ASSIGNMENT: How many lines of these records hold the string "hind"? Reply with the number alone.

::::

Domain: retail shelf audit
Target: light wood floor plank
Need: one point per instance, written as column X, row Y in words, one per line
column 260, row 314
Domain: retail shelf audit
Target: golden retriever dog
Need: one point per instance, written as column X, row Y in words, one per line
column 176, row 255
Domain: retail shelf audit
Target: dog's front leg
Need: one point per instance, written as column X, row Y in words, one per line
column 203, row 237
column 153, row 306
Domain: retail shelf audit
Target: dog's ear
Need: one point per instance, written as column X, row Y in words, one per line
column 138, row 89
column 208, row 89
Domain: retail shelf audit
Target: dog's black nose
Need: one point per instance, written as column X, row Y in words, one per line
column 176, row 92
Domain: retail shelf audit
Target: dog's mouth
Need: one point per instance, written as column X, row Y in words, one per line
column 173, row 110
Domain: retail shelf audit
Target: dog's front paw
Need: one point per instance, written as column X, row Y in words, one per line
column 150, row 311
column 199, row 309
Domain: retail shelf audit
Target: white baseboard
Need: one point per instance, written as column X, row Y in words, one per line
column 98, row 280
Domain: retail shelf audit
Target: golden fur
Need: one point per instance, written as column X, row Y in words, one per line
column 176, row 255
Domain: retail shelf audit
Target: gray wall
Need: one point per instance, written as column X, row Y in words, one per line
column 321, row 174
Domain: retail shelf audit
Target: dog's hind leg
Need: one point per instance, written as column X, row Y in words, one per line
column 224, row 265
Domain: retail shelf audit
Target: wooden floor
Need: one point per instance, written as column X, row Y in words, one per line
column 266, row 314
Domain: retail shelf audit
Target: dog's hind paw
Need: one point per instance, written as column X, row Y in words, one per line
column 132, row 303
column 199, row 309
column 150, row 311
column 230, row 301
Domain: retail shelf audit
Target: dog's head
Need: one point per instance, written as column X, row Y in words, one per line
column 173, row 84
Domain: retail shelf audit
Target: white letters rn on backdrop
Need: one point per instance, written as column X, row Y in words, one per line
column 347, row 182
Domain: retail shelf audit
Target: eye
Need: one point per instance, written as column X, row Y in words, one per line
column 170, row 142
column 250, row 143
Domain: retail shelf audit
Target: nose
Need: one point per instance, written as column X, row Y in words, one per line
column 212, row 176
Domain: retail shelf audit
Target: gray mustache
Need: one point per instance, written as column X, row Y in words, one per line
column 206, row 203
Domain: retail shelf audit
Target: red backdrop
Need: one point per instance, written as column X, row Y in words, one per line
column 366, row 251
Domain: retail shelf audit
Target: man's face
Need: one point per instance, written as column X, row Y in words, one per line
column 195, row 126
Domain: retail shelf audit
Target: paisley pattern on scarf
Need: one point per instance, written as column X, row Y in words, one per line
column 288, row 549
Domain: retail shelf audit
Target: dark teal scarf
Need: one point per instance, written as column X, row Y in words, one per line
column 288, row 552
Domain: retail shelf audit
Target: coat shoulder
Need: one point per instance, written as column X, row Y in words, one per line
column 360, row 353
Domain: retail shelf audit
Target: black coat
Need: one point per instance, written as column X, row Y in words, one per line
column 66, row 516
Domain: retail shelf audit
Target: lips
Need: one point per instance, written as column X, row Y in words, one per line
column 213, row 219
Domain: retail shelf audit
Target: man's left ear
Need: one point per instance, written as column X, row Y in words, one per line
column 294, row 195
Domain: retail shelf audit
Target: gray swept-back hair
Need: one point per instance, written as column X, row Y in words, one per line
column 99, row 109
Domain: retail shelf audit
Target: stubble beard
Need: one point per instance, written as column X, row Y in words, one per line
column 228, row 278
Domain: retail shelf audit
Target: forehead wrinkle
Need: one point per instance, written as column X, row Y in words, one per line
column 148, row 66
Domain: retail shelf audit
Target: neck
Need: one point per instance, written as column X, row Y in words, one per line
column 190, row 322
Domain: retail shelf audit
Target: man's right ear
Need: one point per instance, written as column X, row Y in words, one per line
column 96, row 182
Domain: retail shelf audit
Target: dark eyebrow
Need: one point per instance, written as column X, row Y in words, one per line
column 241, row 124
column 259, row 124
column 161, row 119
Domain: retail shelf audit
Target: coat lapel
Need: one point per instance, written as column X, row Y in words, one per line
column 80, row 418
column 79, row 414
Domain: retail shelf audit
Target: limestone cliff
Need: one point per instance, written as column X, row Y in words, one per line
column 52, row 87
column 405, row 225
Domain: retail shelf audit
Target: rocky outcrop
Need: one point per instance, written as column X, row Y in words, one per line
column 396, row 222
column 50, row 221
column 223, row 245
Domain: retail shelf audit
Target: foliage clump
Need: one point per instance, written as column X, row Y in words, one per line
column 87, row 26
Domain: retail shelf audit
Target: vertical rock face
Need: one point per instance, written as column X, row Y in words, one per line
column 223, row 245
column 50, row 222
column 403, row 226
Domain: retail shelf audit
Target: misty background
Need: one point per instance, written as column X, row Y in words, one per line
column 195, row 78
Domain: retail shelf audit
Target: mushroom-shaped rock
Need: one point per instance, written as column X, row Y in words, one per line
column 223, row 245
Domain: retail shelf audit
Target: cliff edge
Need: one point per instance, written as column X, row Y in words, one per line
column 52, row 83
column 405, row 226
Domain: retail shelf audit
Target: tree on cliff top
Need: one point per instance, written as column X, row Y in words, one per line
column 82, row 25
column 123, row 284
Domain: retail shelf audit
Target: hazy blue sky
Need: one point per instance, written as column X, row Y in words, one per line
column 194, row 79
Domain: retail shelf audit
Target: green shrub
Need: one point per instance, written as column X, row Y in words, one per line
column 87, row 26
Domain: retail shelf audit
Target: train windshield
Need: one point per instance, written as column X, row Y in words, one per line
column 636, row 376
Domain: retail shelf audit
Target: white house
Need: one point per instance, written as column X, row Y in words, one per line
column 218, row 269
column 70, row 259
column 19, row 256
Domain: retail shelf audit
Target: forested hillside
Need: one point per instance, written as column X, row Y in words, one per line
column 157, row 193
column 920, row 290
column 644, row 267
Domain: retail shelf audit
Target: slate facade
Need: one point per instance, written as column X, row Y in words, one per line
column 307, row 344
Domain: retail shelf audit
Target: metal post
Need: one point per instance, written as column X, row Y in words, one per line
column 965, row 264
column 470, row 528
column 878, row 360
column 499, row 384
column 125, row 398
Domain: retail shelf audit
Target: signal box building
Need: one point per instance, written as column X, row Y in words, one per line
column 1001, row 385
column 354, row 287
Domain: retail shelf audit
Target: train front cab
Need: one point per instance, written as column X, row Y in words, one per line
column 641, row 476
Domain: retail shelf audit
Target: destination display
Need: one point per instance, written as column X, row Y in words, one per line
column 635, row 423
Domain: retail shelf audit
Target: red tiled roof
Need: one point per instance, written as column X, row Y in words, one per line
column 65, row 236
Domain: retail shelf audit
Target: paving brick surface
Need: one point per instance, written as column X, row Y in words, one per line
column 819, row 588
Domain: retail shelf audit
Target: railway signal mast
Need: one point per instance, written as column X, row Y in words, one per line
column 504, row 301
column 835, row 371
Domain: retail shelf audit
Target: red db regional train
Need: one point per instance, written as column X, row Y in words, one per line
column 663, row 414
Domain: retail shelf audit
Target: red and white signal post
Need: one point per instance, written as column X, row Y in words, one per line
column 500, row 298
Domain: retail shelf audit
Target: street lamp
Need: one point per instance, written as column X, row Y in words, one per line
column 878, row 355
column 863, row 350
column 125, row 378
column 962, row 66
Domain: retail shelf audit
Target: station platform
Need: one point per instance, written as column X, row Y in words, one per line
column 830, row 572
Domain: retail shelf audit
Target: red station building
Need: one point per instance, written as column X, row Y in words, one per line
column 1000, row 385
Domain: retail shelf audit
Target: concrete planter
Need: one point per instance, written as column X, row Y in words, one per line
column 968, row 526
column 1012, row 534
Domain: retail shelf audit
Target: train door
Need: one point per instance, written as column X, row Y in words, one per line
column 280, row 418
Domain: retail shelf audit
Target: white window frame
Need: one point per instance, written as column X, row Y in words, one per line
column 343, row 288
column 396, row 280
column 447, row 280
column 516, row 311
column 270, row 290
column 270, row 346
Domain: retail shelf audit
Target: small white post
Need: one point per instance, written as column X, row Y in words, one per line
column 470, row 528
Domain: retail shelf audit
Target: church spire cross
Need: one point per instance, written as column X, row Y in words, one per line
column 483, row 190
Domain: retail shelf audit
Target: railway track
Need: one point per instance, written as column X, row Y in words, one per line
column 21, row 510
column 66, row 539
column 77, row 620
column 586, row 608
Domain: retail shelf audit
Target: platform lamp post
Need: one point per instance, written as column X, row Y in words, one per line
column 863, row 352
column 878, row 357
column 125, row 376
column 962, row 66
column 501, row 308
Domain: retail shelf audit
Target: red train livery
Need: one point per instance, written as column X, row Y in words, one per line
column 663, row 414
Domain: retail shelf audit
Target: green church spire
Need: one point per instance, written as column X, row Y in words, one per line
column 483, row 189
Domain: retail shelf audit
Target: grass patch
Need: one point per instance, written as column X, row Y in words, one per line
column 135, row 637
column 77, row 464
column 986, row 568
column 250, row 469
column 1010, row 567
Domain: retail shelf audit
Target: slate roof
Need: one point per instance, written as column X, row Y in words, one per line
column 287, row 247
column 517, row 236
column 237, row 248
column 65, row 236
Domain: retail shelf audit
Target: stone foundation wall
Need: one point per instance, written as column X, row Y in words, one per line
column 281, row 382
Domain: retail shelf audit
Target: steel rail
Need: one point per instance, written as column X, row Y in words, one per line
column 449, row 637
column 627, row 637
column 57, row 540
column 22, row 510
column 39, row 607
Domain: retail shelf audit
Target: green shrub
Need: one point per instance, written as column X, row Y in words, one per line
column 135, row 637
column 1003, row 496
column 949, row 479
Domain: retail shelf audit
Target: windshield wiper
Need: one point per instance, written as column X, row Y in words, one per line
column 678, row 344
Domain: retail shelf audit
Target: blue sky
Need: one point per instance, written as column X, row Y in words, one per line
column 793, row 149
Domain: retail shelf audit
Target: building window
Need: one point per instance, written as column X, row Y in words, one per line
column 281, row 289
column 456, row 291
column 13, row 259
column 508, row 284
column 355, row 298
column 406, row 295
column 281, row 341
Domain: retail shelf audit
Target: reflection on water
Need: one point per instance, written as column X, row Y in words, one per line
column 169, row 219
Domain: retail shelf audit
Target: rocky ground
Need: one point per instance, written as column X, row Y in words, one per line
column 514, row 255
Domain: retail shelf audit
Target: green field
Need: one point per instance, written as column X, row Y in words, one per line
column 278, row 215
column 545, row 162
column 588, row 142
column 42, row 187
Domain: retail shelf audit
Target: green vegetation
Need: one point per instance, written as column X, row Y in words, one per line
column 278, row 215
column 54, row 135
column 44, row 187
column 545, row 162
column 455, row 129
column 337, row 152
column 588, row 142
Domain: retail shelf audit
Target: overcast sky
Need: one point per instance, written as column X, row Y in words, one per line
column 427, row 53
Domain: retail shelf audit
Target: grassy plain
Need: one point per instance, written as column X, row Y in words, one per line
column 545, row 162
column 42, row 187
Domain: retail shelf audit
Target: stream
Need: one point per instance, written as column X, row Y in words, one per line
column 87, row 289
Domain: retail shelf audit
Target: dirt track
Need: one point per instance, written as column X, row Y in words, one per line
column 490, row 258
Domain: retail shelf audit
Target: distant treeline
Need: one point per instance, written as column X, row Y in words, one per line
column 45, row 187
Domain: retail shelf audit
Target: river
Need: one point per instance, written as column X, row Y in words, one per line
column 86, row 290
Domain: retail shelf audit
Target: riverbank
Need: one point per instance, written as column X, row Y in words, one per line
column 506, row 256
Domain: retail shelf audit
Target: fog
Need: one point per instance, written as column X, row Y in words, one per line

::::

RESPONSE TO THIS EXERCISE: 2